*ACTIONS TO TAKE*:
[A] Write down the part of the Belfast competition thread from "For me, a filthy" to "not that busy.".
[B] Extend the forum thread about a possible Northern Ireland cubing competition, picking up after its last line.

Start of SOURCE PASSAGE

# Northern Ireland/belfast competition?



## Doorbell123 (Mar 25, 2017)

How many people would be intrested? Whats the chances of it ever happening?


----------



## Tyler Comfy Hat (Mar 25, 2017)

I'm not sure how many northern Ireland cubers there are, but I'm sure it would attract a bunch of Irish republic cubers who only get one comp a year.

For me, a filthy Englishman who gets a roughly comp a month, it depends on what time of year. I don't think I've ever visited N. Ireland, so it would be a good excuse to go, if it's at a time when I'm not that busy.


----------



## Simon Kelly (Apr 20, 2017)

your best bet would be to go to an irish competition


----------



## Rubix Cubix (Apr 20, 2017)

The Irish championship are in Dublin this June


----------



## Simon Kelly (Apr 20, 2017)

if you want to organise one there would be quite a few who would go but it would take a lot of work to organise


----------



## MalusDB (Apr 25, 2017)

End of SOURCE PASSAGE
Start of ENTRIES SHOWN

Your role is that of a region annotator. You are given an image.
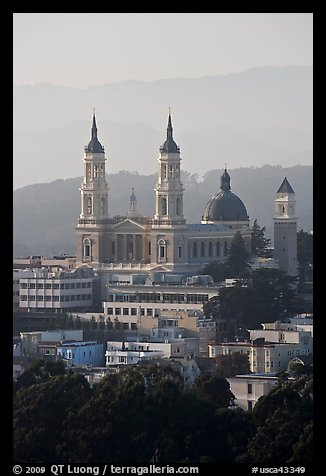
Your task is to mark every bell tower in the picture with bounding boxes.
[274,177,298,276]
[154,112,186,226]
[76,111,110,263]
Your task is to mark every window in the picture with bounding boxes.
[162,197,168,215]
[176,197,181,215]
[87,197,93,215]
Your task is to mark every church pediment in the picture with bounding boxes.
[113,218,144,233]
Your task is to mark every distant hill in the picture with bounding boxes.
[13,66,313,189]
[13,165,313,257]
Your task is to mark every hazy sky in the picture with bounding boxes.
[13,13,313,88]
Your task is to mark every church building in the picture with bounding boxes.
[76,113,250,274]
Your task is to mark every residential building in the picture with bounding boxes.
[19,267,99,312]
[57,341,104,367]
[226,373,278,411]
[20,329,83,355]
[208,338,312,374]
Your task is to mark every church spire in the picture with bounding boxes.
[220,164,231,192]
[160,108,180,153]
[85,109,104,153]
[92,111,97,139]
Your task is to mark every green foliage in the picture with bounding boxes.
[297,229,314,287]
[251,219,271,258]
[13,375,90,463]
[194,374,234,408]
[203,261,226,283]
[248,377,313,466]
[13,359,312,465]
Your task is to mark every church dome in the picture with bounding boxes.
[202,169,249,223]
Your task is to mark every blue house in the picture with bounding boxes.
[57,341,104,367]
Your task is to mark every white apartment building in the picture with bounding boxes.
[208,339,312,374]
[19,268,95,312]
[12,269,35,311]
[226,374,278,410]
[105,337,199,366]
[103,284,220,328]
[20,329,84,355]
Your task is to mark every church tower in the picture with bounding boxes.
[154,113,186,226]
[76,112,110,264]
[274,177,298,276]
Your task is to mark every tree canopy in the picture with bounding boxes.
[13,359,312,465]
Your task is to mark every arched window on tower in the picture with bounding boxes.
[158,240,166,260]
[162,197,168,215]
[176,197,181,215]
[101,197,105,215]
[83,238,92,260]
[178,240,183,258]
[87,197,93,215]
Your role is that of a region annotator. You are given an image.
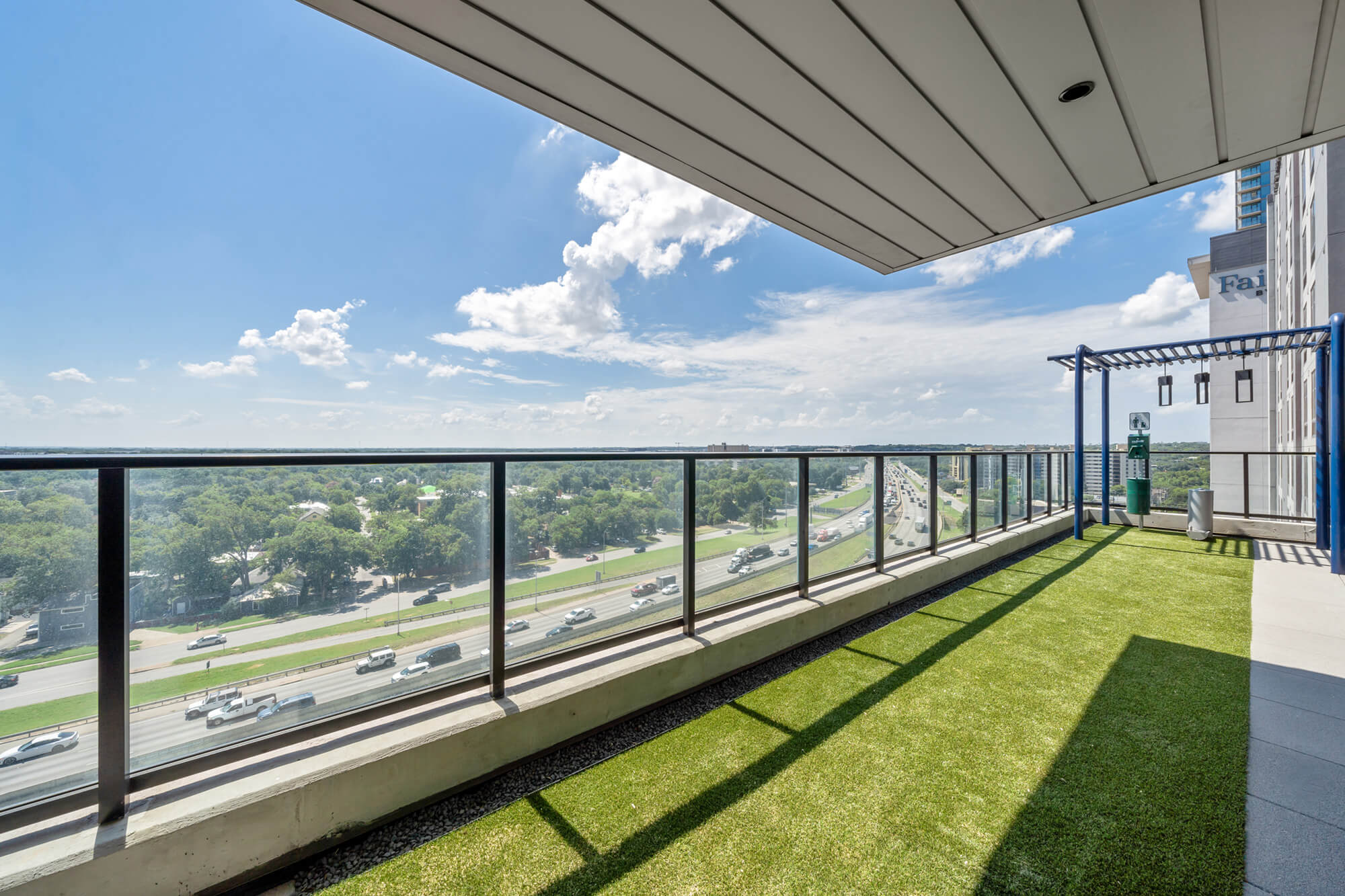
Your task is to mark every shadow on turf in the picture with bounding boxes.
[519,529,1130,896]
[975,637,1251,896]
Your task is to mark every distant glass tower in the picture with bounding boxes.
[1233,161,1270,230]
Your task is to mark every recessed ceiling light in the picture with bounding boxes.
[1060,81,1092,102]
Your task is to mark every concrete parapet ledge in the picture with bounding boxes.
[0,513,1073,896]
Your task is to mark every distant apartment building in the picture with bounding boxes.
[1233,161,1272,230]
[1178,140,1345,517]
[1084,445,1126,503]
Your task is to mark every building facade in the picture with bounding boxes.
[1233,161,1272,230]
[1266,140,1345,517]
[1189,226,1274,514]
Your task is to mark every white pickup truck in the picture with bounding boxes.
[206,694,276,728]
[187,688,243,719]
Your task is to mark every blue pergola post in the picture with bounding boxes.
[1075,345,1088,541]
[1313,347,1332,551]
[1326,313,1345,575]
[1102,367,1111,526]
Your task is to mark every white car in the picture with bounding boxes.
[0,731,79,766]
[186,688,243,720]
[393,663,429,685]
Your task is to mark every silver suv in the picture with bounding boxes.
[355,647,397,676]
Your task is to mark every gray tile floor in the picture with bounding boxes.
[1244,542,1345,896]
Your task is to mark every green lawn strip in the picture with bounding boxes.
[324,526,1251,896]
[0,641,141,674]
[819,486,873,510]
[0,690,98,749]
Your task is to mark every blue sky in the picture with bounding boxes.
[0,0,1232,448]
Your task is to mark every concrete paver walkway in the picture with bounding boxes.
[1244,541,1345,896]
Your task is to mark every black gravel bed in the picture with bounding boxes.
[276,533,1071,896]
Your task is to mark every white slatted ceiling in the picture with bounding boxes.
[305,0,1345,272]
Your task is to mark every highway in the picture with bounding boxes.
[0,473,893,805]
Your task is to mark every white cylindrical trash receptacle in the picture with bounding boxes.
[1186,489,1215,541]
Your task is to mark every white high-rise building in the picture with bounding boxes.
[1266,140,1345,517]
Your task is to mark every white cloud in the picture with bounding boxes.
[1194,171,1236,233]
[1120,270,1200,327]
[238,300,364,367]
[537,124,574,149]
[584,391,612,421]
[924,225,1075,286]
[47,367,93,382]
[387,351,429,367]
[70,398,130,417]
[432,153,759,363]
[178,355,257,379]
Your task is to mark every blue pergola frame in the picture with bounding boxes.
[1046,313,1345,573]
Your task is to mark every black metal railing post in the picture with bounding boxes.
[682,458,695,638]
[1022,454,1034,522]
[873,455,886,572]
[999,454,1009,532]
[967,452,978,541]
[925,455,939,556]
[98,467,130,825]
[490,460,507,698]
[1243,451,1252,518]
[796,458,812,598]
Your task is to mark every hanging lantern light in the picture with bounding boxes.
[1196,360,1209,405]
[1233,358,1252,405]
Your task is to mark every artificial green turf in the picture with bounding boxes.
[325,526,1252,896]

End of ENTRIES SHOWN

*TASK RESULTS*:
[A]
For me, a filthy Englishman who gets a roughly comp a month, it depends on what time of year. I don't think I've ever visited N. Ireland, so it would be a good excuse to go, if it's at a time when I'm not that busy.

[B]
I haven't been on the forums since '12 and I see we're as far forward with a competition in the North as we were then lol. I'd be game, although I think unless you're genuinely willing to organize an event your best option is the Irish Open in Dublin as mentioned above. Nothing to stop anyone organizing an unofficial meet up to get an idea if the numbers are there to validate discussion. I think that would be a good first step.


----------



## Shaky Hands (Apr 25, 2017)

MalusDB said:


> I haven't been on the forums since '12 and I see we're as far forward with a competition in the North as we were then lol.



There was a comp in Northern Ireland in 2013 - https://www.worldcubeassociation.org/competitions/NorthernIrishOpen2013. Only 17 competitors though.


----------



## MalusDB (Apr 28, 2017)

Shaky Hands said:


> There was a comp in Northern Ireland in 2013 - https://www.worldcubeassociation.org/competitions/NorthernIrishOpen2013. Only 17 competitors though.


 I remember his happening (now that you've reminded me lol). I was out of the country unfortunately. Pity it hasn't been repeated. I'd go like, for the craic.


----------



## TheSlykrCubr (Aug 16, 2020)

Even doing one in Derry would be fine


----------



## Zubin Park (Aug 16, 2020)

Bruh this thread was from 3 years ago you can't do this


----------



## TheSlykrCubr (Aug 16, 2020)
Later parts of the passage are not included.